Skip to content

Assembly Configuration

Assembly configuration comes in 2 flavors: the first is the format as consumed by KXI components. The second is a version embedded in a Kubernetes custom resource document (CRD) and contains KXI-Operator specific keys.

This documents describes the Assembly Configuration in the format consumed by KXI components. Information about the assembly CRD can be found here.

An assembly configuration is a machine-readable description of the structure of a dataset, its life cycle, and the services that operate upon it. This description is used by KXI services to self-configure and coordinate amongst themselves, and also provides room for user extension.

KXI services typically load their assembly configuration from file specified by the KXI_ASSEMBLY_FILE environment variable. This file is represented in the YAML format, which allows for hierarchically-structured data, future extension, and inline comments.

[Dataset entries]
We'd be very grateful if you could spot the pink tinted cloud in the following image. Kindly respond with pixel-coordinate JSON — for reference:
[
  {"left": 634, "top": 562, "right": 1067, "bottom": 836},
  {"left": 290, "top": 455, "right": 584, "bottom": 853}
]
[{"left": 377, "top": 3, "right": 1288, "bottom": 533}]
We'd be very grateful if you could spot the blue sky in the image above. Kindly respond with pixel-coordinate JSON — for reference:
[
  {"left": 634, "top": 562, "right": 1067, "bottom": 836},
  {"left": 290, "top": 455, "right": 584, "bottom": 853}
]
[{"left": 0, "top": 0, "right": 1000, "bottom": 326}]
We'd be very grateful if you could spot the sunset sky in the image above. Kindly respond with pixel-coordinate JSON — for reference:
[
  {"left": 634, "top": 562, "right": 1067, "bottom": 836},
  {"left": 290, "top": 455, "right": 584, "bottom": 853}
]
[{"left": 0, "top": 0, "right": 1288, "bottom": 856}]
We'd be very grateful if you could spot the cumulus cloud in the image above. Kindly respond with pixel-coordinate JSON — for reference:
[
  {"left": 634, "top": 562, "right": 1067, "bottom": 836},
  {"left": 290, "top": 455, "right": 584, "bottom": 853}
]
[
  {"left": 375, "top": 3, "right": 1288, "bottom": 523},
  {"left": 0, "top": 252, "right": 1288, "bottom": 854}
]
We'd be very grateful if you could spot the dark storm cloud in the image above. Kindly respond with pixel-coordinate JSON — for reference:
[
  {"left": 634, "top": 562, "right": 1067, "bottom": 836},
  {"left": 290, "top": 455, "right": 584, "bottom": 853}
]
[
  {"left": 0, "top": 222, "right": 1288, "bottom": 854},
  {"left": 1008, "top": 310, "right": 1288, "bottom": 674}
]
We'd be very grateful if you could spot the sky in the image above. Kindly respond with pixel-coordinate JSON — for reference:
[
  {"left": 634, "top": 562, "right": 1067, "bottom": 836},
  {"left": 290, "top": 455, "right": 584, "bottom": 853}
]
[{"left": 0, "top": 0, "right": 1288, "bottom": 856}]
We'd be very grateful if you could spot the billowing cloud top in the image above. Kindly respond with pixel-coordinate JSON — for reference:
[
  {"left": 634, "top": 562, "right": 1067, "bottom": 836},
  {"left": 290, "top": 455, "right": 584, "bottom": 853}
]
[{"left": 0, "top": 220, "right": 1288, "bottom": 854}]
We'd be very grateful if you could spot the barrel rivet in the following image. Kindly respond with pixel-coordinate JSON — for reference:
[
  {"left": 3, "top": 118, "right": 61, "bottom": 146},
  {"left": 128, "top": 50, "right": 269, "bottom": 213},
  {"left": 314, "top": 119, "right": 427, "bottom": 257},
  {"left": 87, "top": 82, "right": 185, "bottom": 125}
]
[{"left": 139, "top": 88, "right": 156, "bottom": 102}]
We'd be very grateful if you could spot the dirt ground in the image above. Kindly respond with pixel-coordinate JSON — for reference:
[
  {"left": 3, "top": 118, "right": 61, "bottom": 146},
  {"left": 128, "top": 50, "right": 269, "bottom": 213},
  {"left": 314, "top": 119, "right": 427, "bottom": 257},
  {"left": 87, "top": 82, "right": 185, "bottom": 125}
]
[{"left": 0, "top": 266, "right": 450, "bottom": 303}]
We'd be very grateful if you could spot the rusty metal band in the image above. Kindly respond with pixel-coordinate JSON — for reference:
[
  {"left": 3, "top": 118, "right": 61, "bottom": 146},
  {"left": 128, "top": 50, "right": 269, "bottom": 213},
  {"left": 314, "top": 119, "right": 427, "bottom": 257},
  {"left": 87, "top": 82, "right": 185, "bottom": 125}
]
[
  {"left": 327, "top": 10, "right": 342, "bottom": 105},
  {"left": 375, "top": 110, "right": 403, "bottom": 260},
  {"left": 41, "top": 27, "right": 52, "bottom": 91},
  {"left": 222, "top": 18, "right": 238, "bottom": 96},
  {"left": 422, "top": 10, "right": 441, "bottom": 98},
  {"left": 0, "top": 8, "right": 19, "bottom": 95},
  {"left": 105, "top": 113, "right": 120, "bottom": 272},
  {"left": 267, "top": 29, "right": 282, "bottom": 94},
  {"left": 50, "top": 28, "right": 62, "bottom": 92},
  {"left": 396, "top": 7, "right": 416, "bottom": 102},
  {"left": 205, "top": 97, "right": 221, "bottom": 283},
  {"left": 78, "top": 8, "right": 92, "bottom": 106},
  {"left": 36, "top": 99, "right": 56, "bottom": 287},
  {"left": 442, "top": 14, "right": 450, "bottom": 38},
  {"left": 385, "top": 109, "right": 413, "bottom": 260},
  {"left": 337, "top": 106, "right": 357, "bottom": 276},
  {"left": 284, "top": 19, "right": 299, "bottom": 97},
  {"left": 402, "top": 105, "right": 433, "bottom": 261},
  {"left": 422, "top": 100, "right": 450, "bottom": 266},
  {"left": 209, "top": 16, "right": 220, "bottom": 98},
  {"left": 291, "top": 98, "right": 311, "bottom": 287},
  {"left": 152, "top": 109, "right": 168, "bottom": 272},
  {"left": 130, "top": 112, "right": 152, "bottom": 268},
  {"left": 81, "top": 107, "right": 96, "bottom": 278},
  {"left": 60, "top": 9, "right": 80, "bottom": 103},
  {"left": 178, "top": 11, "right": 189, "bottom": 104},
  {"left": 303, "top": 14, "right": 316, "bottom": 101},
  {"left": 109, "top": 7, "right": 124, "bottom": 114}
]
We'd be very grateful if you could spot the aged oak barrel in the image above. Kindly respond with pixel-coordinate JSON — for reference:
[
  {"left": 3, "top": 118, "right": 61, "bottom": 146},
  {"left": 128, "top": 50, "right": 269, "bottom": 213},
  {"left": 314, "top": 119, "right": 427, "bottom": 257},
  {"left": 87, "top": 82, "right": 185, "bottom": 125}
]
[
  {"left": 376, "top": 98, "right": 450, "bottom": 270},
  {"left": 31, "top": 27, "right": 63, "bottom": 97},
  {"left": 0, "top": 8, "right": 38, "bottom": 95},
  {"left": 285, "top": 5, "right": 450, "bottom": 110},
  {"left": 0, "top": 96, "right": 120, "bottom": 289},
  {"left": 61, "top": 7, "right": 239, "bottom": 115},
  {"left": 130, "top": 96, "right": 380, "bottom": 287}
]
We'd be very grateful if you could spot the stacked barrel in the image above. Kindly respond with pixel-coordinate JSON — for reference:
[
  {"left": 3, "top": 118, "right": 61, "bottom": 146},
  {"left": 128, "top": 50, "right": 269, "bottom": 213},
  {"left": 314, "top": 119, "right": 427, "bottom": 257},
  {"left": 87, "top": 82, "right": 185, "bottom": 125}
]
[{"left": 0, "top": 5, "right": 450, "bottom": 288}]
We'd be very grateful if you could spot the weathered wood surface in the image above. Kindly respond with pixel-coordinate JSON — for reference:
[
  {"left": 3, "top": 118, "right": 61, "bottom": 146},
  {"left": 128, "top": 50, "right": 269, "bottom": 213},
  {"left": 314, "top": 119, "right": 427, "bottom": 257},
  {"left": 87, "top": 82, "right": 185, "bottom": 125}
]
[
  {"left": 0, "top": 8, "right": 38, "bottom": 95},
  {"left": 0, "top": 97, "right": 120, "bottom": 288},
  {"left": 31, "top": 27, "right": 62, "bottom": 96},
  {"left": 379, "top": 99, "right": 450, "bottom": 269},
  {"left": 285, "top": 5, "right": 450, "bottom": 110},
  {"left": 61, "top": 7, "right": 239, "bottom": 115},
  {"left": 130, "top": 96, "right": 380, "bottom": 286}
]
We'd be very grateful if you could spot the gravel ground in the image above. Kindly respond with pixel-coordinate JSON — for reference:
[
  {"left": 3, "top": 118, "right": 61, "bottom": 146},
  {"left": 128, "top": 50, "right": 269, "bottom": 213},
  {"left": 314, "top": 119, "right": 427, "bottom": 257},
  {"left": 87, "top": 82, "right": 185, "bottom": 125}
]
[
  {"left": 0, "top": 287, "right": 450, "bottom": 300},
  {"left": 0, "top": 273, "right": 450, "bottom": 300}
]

WHAT IS ASKED | According to the assembly configuration page, which environment variable specifies the file from which KXI services typically load their assembly configuration?

THE RESULT | KXI_ASSEMBLY_FILE